* **Listing**:
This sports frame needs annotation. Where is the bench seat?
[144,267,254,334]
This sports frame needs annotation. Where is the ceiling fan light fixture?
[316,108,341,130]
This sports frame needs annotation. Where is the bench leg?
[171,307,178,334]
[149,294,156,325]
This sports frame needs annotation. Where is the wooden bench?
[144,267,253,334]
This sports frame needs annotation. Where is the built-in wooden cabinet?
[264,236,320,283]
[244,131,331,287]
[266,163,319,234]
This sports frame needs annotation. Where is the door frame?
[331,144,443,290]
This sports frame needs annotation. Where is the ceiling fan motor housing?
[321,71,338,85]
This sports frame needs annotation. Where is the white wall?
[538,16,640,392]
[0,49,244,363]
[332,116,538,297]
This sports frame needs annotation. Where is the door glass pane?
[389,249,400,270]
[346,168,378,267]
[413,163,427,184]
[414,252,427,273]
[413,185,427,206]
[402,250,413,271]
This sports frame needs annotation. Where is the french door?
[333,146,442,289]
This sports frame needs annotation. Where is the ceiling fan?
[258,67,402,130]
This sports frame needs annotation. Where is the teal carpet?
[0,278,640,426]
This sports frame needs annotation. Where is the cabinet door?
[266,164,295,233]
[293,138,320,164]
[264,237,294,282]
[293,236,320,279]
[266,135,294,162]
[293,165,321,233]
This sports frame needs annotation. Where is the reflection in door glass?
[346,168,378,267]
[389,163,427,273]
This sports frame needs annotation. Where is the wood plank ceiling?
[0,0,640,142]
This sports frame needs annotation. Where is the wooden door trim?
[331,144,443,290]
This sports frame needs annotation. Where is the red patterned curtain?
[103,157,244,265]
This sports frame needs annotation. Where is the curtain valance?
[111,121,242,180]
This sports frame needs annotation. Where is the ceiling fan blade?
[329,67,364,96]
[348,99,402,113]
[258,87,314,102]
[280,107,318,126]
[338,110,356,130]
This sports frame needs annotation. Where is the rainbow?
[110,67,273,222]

* **Exercise**:
Render every line of the material above as a Markdown table with the columns "No." and "Line", numbering each row and omitting any blank lines.

* **Answer to this problem**:
| No. | Line |
|---|---|
| 1 | This sports frame needs annotation. Where is the bench seat? |
| 2 | [144,267,254,334] |
| 3 | This sports frame needs annotation. Where is the ceiling fan light fixture? |
| 4 | [316,108,341,130] |
| 5 | This sports frame needs annotation. Where is the bench leg? |
| 6 | [171,307,178,334] |
| 7 | [149,294,156,325] |
| 8 | This sports frame needs annotation. Where is the wooden bench? |
| 9 | [144,267,253,334] |
| 10 | This sports frame needs annotation. Where is the built-in wooden cabinet? |
| 11 | [264,236,320,283] |
| 12 | [244,131,331,287] |
| 13 | [266,163,319,234] |
| 14 | This sports frame needs annotation. Where is the door frame? |
| 15 | [331,144,443,290] |
| 16 | This sports frame needs annotation. Where is the ceiling fan motor housing? |
| 17 | [321,71,338,85] |
| 18 | This sports frame needs annotation. Where is the white wall? |
| 19 | [538,16,640,392] |
| 20 | [0,49,244,363] |
| 21 | [332,116,538,297] |
| 22 | This sports frame needs annotation. Where is the door glass pane? |
| 23 | [389,249,400,270] |
| 24 | [346,168,378,267] |
| 25 | [413,163,427,184] |
| 26 | [414,252,427,273] |
| 27 | [413,185,427,206] |
| 28 | [402,250,413,271] |
| 29 | This sports frame needs annotation. Where is the french door? |
| 30 | [333,146,442,289] |
| 31 | This sports frame needs annotation. Where is the ceiling fan? |
| 32 | [258,67,402,130] |
| 33 | This sports frame needs annotation. Where is the teal carpet? |
| 34 | [0,278,640,426] |
| 35 | This sports frame needs annotation. Where is the cabinet door? |
| 36 | [266,164,295,233] |
| 37 | [293,138,320,164] |
| 38 | [264,237,294,282] |
| 39 | [293,236,320,279] |
| 40 | [266,135,294,162] |
| 41 | [293,165,321,233] |
| 42 | This sports frame needs annotation. Where is the reflection in door glass? |
| 43 | [346,168,378,267] |
| 44 | [389,163,427,273] |
| 45 | This sports frame needs annotation. Where is the wood plank ceiling? |
| 46 | [0,0,640,142] |
| 47 | This sports frame needs annotation. Where is the wooden door trim? |
| 48 | [331,144,443,290] |
| 49 | This sports frame needs annotation. Where is the red patterned curtain? |
| 50 | [103,157,244,265] |
| 51 | This sports frame needs annotation. Where is the curtain valance? |
| 52 | [111,121,242,180] |
| 53 | This sports frame needs annotation. Where is the ceiling fan blade? |
| 54 | [329,67,364,96] |
| 55 | [348,99,402,113] |
| 56 | [258,87,314,102] |
| 57 | [280,107,318,126] |
| 58 | [338,110,356,130] |
| 59 | This sports frame needs annotation. Where is the rainbow? |
| 60 | [110,67,273,222] |